§ **Questions to answer**
1 – In the Denmark 2021 article, who designed the building for the new Hans Christian Andersen museum in Odense?
2 – Continue the article on things to look forward to in Denmark in 2021, picking up right after its last sentence.
===== Text shown =====
21 things to look forward to in Denmark in 2021
Whilst many projects might have stalled this year Denmark has not been holding back on a range of new and exciting attractions, festivals and plans to host major sporting events next year. All adding up to 21 reasons why Denmark will be the place to see in 2021.
New attractions set to open in 2021
1. In Odense, the birthplace of Denmark’s best loved storyteller Hans Christian Andersen, a major new museum dedicated to his life and work is opening in summer 2021. The building, which has been designed by Japanese architect Kengo Kuma, will comprise of a series of wooden concentric circles and features a landscaped enchanted garden complete with a fairy-tale maze.
2. Meanwhile, families visiting the world’s first LEGOLAND located at Billund in central Jutland will see the new LEGO Movie World, which is set to open in 2021. This latest attraction includes Scandinavia’s first flying theatre, as well as a giant spaceship playground. Joined by characters from the movie, visitors will be sucked into the lifelike LEGO® MOVIE™ universe for an action-packed ride in Emmet’s Flying Adventure - Masters of Flight and can take on a mission to fight the DUPLO® invasion from outer space in the interactive ride Apocalypseburg Sky Riders.
===== Extracted data =====
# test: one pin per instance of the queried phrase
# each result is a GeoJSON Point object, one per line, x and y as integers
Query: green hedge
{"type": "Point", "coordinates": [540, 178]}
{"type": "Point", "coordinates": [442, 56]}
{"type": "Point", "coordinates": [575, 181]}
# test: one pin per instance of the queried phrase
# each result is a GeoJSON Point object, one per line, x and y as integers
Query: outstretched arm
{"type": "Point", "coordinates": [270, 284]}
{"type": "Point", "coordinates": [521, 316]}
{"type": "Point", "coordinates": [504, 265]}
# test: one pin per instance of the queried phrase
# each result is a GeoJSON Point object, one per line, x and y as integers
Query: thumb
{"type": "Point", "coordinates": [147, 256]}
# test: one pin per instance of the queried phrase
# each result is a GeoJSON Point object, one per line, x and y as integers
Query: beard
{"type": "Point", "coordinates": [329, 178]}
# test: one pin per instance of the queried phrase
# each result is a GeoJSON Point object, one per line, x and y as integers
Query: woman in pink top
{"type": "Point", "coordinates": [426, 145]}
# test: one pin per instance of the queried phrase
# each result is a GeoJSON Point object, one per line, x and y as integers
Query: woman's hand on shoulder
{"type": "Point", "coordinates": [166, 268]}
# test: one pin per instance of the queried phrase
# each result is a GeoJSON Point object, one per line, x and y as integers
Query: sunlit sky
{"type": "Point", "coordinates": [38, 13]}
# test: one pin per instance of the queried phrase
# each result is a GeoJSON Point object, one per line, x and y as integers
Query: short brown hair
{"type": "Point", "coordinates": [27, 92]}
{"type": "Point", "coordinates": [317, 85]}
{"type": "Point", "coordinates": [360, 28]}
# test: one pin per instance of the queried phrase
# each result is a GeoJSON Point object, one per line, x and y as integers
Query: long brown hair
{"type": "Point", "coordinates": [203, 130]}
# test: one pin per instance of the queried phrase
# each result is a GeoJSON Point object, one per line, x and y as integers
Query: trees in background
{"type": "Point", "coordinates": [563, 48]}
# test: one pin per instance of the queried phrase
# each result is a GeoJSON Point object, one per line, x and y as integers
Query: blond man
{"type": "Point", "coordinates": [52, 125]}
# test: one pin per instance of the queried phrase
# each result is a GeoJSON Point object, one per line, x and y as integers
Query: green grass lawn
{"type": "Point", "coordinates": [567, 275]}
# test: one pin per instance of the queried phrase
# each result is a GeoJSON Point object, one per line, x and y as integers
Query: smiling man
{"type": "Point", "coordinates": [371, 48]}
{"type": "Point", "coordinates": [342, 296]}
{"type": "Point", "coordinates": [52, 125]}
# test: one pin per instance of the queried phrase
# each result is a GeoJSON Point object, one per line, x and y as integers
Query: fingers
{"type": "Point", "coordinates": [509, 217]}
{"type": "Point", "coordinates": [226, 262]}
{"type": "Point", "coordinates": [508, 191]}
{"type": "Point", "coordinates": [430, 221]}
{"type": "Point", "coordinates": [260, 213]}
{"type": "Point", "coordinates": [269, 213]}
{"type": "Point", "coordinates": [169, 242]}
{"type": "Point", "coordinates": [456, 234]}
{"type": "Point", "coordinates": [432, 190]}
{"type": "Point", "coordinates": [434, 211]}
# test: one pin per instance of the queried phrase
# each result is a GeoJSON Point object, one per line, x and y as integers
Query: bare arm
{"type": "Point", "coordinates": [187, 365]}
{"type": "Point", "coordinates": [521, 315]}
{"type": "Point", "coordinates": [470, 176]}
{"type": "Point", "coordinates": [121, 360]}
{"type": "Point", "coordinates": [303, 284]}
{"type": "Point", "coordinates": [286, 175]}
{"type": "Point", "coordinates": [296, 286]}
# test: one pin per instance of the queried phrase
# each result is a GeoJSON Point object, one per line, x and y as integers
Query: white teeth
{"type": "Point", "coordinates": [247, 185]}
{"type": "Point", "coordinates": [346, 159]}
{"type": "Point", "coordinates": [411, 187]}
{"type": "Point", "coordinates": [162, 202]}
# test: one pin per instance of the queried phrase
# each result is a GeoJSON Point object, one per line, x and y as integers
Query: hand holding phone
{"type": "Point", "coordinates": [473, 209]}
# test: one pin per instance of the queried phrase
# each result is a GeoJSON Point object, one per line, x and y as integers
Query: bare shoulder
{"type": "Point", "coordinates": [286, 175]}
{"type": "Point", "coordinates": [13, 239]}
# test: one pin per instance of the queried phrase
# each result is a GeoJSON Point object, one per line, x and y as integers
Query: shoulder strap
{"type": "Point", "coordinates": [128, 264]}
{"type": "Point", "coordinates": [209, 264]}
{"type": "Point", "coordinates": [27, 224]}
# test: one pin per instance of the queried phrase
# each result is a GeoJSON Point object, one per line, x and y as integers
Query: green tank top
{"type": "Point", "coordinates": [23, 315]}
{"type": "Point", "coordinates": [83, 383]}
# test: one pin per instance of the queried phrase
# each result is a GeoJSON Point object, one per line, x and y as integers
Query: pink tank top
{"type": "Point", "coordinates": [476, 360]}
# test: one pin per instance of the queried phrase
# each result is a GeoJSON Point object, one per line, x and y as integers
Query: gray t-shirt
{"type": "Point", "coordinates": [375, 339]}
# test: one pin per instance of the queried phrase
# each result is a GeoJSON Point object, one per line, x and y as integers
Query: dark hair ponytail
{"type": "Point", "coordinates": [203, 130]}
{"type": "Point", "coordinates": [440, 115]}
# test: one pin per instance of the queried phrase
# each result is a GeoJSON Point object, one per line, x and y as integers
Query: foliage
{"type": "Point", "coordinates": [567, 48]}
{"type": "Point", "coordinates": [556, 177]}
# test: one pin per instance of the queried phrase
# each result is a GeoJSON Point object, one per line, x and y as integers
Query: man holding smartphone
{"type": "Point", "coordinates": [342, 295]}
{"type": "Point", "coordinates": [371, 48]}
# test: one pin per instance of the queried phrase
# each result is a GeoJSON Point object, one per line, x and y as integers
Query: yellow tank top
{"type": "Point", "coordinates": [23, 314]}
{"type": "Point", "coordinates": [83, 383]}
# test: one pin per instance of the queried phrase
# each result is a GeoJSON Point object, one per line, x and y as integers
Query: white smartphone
=====
§ **Results for each task**
1 – The Japanese architect Kengo Kuma designed it.

2 –
3. One of Denmark’s best kept secrets is set to be unveiled in 2021 when the Cold War bunker REGAN Vest opens to the public as a museum. The construction, which is hidden away deep in Rold Skov Forest in North Jutland, comprises four black boxes and has been inspired by the decades-long mystery surrounding Denmark’s secret 1960’s nuclear-proof bunker. Nestled 60 metres underground, the building contains seven exhibition sections providing different perspectives on the Cold War.
4. The spiraling Marsh Tower designed by internationally renowned Bjarke Ingels Group (BIG) will open in the spring of 2021, making a visit to the UNESCO certified Wadden Sea National Park on the Danish west coast even more unique. The tower will be 25 meters tall and the DNA-spiral inspired shape ensures panoramic views over the surrounding marsh landscape.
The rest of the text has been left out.